* [Problem requirements]: Write out all the lines again, precisely as they stand, but without the images.

* Begin Exercise inputs *

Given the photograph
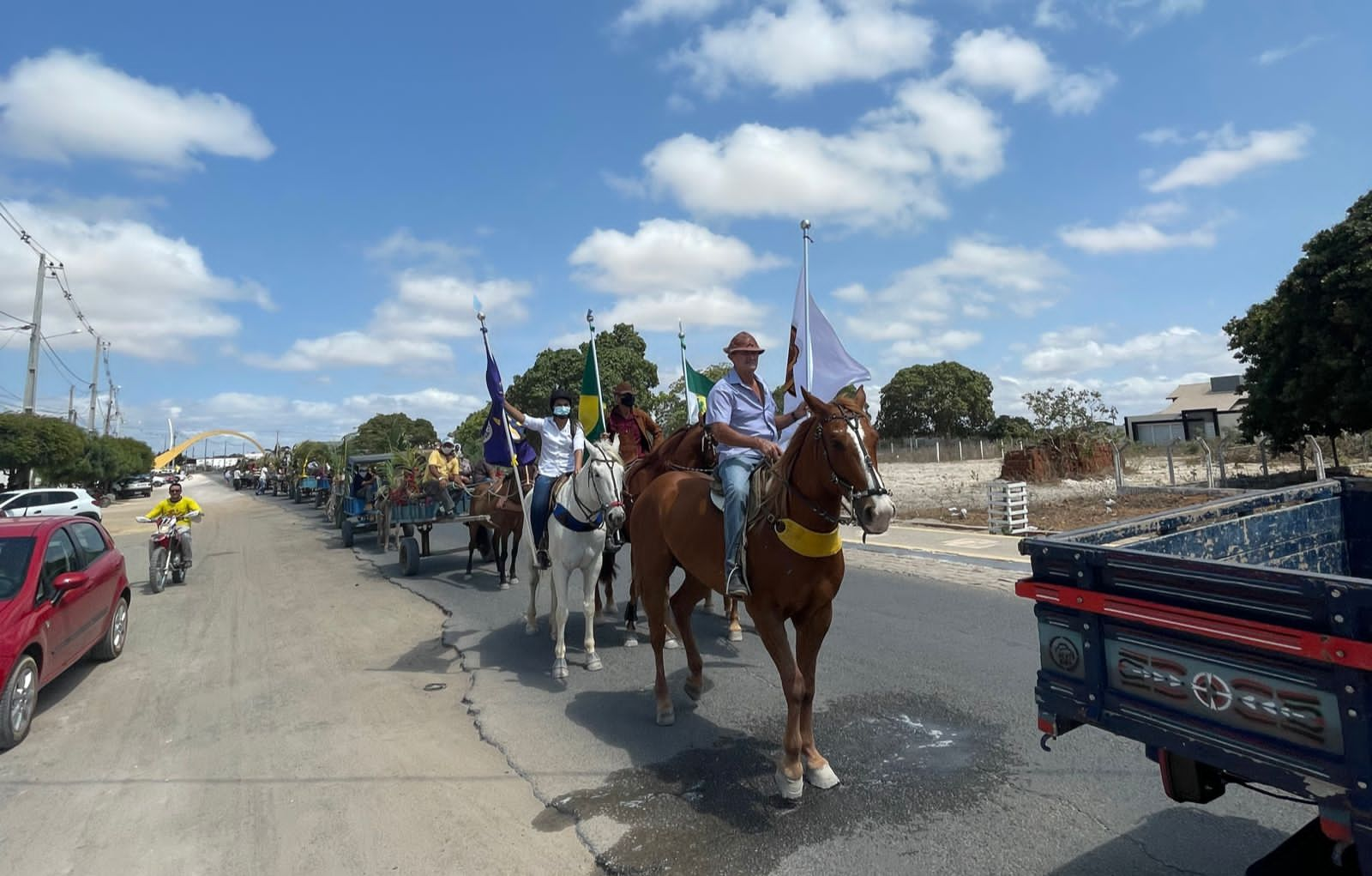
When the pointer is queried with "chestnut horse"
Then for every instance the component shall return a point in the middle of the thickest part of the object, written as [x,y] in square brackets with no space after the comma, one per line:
[689,448]
[501,501]
[795,562]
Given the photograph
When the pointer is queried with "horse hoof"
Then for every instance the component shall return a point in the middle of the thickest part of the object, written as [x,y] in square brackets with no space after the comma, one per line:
[822,777]
[789,788]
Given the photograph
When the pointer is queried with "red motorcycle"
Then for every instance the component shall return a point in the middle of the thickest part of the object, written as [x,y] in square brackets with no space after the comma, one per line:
[166,556]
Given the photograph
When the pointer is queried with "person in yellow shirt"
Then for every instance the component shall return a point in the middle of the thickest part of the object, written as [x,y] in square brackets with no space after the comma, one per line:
[443,477]
[184,510]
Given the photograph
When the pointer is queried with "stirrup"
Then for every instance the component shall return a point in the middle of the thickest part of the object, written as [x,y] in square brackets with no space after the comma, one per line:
[737,585]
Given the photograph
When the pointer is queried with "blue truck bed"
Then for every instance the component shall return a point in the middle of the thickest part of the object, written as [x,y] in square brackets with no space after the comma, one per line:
[1232,638]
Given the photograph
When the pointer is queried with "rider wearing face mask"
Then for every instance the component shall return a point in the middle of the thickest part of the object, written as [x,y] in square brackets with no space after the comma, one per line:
[563,446]
[637,430]
[443,474]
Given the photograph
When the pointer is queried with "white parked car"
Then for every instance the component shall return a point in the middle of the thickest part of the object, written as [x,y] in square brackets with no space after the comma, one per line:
[50,503]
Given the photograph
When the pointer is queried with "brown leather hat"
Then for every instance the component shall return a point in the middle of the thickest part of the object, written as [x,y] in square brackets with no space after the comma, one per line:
[743,342]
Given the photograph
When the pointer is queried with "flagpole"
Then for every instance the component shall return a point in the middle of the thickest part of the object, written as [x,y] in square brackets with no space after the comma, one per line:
[600,396]
[804,271]
[505,420]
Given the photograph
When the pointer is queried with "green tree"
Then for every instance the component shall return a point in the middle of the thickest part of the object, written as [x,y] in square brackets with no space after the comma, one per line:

* End Exercise inputs *

* [Response]:
Given the photograph
When the pointer is queried with "chestnut horse"
Then for every instance the component shall return a point in the middle of the thickest part of the object, written as [x,y] in square brackets with no space after the comma, one per line:
[689,448]
[501,501]
[795,562]
Given the photograph
When the pointer is queried with "horse hoof"
Then for every instance the component shall return a point in the middle of the thickest part of the object, written as [x,y] in square brackets with no space after the comma, one per line:
[822,777]
[789,788]
Given the photograph
When the pointer is queried with "red motorcycle"
Then for every instance the component shall return a point in the middle of the thickest part of the object, written as [x,y] in square brackets with no space after the comma, one per line:
[166,556]
Given the photograph
When the pointer is queried with "person in yellow shirt"
Then for every instance the component shall return a point in the middle of the thickest part of the object, written as [x,y] in square brackets with no space after the comma, one per line:
[443,477]
[184,510]
Given the photograph
When the pointer is queried with "stirrup"
Then for every instance the component shall return a point in the middle of the thickest part of the object, written as [x,y] in square brackets with no space after the comma, one per line:
[737,585]
Given the photograph
When the pointer is queried with "blue truck bed"
Then for every instance the component shall return a point in the middle of the thickest part of the object, written as [x,y] in square brackets with no space after the comma, one per line:
[1232,638]
Given the photograph
When the pointer is queried with "rider wearing face mask"
Then for every instance the component shall return a point in the middle of the thickest part of the object, written as [x,y] in square brackets with no space after the comma, one per line:
[563,446]
[637,430]
[443,474]
Given the photograph
When the pointer is queried with "white parked car"
Then for every instance the component shall return a point in the middle of the thickest part of the object, written as [x,y] in square brackets with no space after the comma, one per line:
[50,503]
Given the photograph
When the pointer is queried with "brown leather hat"
Then for every instance the component shall return a point in the middle of the thickest part of the object, written as [x,y] in square brackets with no space after the comma, one per line:
[743,342]
Given the photograph
When the pointer is queried with "flagpole"
Then for every instance the component shall return a point in the middle of the thickest part of the object, written as [x,y] in square brackets with no space after the comma, one per line:
[600,396]
[804,271]
[505,420]
Given the photograph
When the pointer is queried with "green tree"
Then for every instance the component shall return a point in the middle of the thickest part of the object, written as [x,y] in square brackets with no space after the comma, one per line:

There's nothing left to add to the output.